Start ENTRIES PROVIDED

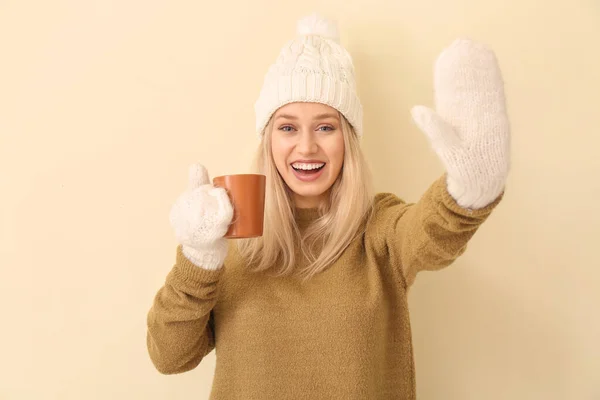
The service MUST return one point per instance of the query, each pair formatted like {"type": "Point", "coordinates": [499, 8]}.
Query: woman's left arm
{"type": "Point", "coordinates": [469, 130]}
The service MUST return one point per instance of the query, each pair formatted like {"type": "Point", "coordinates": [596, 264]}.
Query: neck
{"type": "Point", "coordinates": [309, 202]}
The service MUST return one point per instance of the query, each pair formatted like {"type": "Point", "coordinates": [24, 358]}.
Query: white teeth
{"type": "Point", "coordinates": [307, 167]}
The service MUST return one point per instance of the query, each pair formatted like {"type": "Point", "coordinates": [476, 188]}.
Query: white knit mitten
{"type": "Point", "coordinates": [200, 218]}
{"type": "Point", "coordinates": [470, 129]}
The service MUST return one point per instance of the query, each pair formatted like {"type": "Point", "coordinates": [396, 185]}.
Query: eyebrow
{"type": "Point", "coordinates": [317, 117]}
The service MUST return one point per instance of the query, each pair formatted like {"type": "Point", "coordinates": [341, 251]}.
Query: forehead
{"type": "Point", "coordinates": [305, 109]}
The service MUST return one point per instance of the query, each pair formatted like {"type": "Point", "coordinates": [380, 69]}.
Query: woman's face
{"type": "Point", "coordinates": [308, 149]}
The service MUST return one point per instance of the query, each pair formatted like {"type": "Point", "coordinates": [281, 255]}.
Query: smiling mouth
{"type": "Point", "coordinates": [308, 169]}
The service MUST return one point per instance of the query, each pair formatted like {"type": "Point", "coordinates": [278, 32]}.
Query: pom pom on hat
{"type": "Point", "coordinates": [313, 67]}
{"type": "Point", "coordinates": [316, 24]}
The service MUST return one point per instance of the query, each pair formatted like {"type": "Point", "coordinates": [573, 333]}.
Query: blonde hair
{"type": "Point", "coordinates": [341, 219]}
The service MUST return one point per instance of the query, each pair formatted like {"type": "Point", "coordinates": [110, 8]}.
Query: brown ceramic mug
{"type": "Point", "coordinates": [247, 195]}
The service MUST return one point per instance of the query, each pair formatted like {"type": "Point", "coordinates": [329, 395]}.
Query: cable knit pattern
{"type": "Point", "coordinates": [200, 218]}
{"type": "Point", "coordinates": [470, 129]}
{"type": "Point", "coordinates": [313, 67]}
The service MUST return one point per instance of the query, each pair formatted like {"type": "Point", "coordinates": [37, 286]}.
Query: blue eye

End ENTRIES PROVIDED

◆ THE EXERCISE
Restate the entire listing word for word, excluding pictures.

◆ OUTPUT
The service MUST return one point per instance of the query, each pair formatted like {"type": "Point", "coordinates": [499, 8]}.
Query: woman's left arm
{"type": "Point", "coordinates": [469, 130]}
The service MUST return one point per instance of the query, each pair formatted like {"type": "Point", "coordinates": [596, 264]}.
Query: neck
{"type": "Point", "coordinates": [309, 202]}
The service MUST return one point per instance of the query, each pair formatted like {"type": "Point", "coordinates": [24, 358]}.
Query: white teeth
{"type": "Point", "coordinates": [307, 167]}
The service MUST return one point per instance of the query, each pair formatted like {"type": "Point", "coordinates": [476, 188]}.
Query: white knit mitten
{"type": "Point", "coordinates": [200, 218]}
{"type": "Point", "coordinates": [470, 129]}
The service MUST return one point per instance of the query, each pair formatted like {"type": "Point", "coordinates": [396, 185]}.
Query: eyebrow
{"type": "Point", "coordinates": [317, 117]}
The service MUST return one point per instance of the query, each pair formatted like {"type": "Point", "coordinates": [341, 251]}.
Query: forehead
{"type": "Point", "coordinates": [305, 109]}
The service MUST return one point per instance of the query, each pair formatted like {"type": "Point", "coordinates": [380, 69]}.
Query: woman's face
{"type": "Point", "coordinates": [308, 149]}
The service MUST return one point per instance of the query, each pair formatted like {"type": "Point", "coordinates": [281, 255]}.
Query: smiling mouth
{"type": "Point", "coordinates": [308, 169]}
The service MUST return one point per instance of the query, each pair formatted like {"type": "Point", "coordinates": [278, 32]}.
Query: pom pom on hat
{"type": "Point", "coordinates": [313, 67]}
{"type": "Point", "coordinates": [316, 24]}
The service MUST return one point per instance of the query, each pair formatted like {"type": "Point", "coordinates": [573, 333]}.
Query: blonde hair
{"type": "Point", "coordinates": [341, 219]}
The service MUST return one point per instance of the query, each pair formatted like {"type": "Point", "coordinates": [110, 8]}.
Query: brown ceramic mug
{"type": "Point", "coordinates": [247, 195]}
The service MUST return one point per instance of the query, each pair formatted like {"type": "Point", "coordinates": [329, 395]}.
Query: cable knit pattern
{"type": "Point", "coordinates": [200, 218]}
{"type": "Point", "coordinates": [470, 129]}
{"type": "Point", "coordinates": [313, 67]}
The service MUST return one point per instance of the query, each pair formatted like {"type": "Point", "coordinates": [37, 286]}.
Query: blue eye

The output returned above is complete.